▶ [DATA EXTRACT]

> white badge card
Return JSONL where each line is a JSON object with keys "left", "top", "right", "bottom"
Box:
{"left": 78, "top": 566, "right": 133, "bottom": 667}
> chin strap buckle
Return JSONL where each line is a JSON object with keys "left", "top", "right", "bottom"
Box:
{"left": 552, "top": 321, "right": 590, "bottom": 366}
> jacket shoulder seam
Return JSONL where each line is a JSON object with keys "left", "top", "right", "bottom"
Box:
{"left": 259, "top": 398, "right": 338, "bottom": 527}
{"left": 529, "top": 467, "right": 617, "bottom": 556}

▶ [PROBLEM DETAILS] Line by line, transcribe the material above without leaving anything out.

▶ [WRITTEN RESPONSE]
> white badge card
Return JSONL where each line is a JSON object with keys "left", "top", "right", "bottom"
Box:
{"left": 78, "top": 566, "right": 133, "bottom": 667}
> chin strap buckle
Return JSONL where each line is a JSON object with keys "left", "top", "right", "bottom"
Box:
{"left": 552, "top": 321, "right": 590, "bottom": 366}
> jacket shoulder seam
Return JSONL where each line is a JSON object with keys "left", "top", "right", "bottom"
Box:
{"left": 259, "top": 398, "right": 338, "bottom": 527}
{"left": 529, "top": 467, "right": 617, "bottom": 556}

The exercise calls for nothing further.